** Point labeling items **
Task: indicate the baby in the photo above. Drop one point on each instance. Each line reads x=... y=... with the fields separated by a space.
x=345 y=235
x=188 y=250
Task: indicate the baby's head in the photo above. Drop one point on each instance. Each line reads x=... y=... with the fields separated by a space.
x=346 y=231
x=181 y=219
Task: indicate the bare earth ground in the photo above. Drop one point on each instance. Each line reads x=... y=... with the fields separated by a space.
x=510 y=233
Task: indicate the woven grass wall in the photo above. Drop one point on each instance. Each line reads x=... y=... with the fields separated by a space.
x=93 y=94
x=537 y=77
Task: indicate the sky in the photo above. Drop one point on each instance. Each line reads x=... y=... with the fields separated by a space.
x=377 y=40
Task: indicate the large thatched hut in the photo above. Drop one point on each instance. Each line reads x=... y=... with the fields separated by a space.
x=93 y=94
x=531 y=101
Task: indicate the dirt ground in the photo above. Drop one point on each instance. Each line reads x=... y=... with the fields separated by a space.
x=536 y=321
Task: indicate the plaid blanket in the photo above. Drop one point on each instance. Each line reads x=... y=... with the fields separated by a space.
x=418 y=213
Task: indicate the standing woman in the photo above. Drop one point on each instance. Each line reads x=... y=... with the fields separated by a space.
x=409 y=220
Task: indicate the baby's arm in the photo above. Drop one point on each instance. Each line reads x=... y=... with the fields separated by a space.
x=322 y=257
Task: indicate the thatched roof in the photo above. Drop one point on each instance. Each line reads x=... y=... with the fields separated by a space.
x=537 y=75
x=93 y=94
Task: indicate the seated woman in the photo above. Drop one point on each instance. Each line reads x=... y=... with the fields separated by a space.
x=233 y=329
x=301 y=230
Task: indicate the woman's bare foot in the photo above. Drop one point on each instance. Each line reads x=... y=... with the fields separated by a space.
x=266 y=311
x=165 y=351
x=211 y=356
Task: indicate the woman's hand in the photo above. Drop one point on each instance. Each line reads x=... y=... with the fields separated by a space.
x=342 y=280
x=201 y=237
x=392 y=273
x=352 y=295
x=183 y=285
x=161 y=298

** Task statement **
Copy all of the items above verbatim, line for line.

** Task output **
Task: indicate the baby in the photo above. Drop one point on each instance. Each line reads x=... y=... with the fields separated by a space.
x=345 y=235
x=188 y=250
Task: indicate the baby's head in the photo above. Drop one point on each instance. Each line reads x=... y=... with the fields separated by a space.
x=346 y=231
x=181 y=219
Task: indicate the bare earth ground in the photo above. Drop one point on each instance. Each line reads x=... y=... with the fields separated by a space.
x=510 y=233
Task: indicate the woven grass wall in the photo above. Drop one point on each instance. Each line reads x=... y=... with the fields separated by a space.
x=93 y=94
x=537 y=77
Task: indicate the sky in the photo above. Drop one point on each instance. Each line reads x=... y=... with the fields separated by a space.
x=377 y=40
Task: indicate the large thatched hut in the photo above. Drop one point on each instance. Each line reads x=... y=... with the fields separated by a space.
x=93 y=94
x=531 y=101
Task: indicate the dirt ground in the photo above. Drop one point on each instance. Each line reads x=... y=... with the fields separated by a space.
x=536 y=321
Task: indicate the plaid blanket in the photo above. Drop one point on each instance. Each line reads x=... y=... with the fields separated by a space.
x=418 y=213
Task: indicate the standing woman in the photo above. Drop one point on each instance. Each line reads x=... y=... with the fields separated by a space.
x=409 y=220
Task: indicate the baby's arm in the photo above. Drop one point on each instance. Each line reads x=... y=... with the fields separated by a space.
x=322 y=257
Task: indicate the thatched roof in the photo above. Drop one point on each instance. Each line reads x=... y=... with the fields separated by a space.
x=537 y=75
x=93 y=94
Task: indicate the seated woman in the photo above. Drop one point on each instance. Each line reads x=... y=... with the fields separated by a space.
x=233 y=329
x=301 y=230
Task: indicate the woman's bare foot in the photo above. Drop one point on each instance. Each line reads x=... y=... with the fields separated by a space.
x=266 y=311
x=165 y=351
x=211 y=356
Task: indicate the woman's hand in the photo above. Drop one point on each instance. Each line reads x=... y=... with the fields separated by a space.
x=342 y=280
x=201 y=237
x=392 y=273
x=352 y=295
x=183 y=285
x=161 y=298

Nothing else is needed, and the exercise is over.